■ WHAT YOU WILL DO
Format every line of the rows below as a JSON list of strings, with one string per line and blank lines omitted. Leave the pictures out.

** start of SOURCE RECORDS **

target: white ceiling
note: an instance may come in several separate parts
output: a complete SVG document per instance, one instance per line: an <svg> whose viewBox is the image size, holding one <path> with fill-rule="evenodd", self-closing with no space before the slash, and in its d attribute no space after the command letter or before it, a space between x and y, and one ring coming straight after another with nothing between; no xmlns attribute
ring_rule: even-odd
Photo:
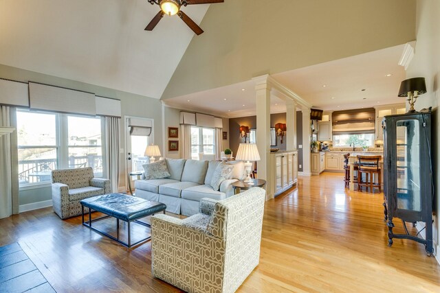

** end of SOURCE RECORDS **

■ CORRECT RESULT
[
  "target: white ceiling",
  "note: an instance may come in several separate parts",
  "output: a complete SVG document per instance, one instance per line: an <svg> whose viewBox is the image size, holding one <path> with fill-rule=\"evenodd\", self-closing with no space before the slash, and in its d attribute no space after the command letter or before it, a space between x and y, and one ring coming straight after another with nothing between; no xmlns attribute",
  "ring_rule: even-odd",
  "Photo:"
]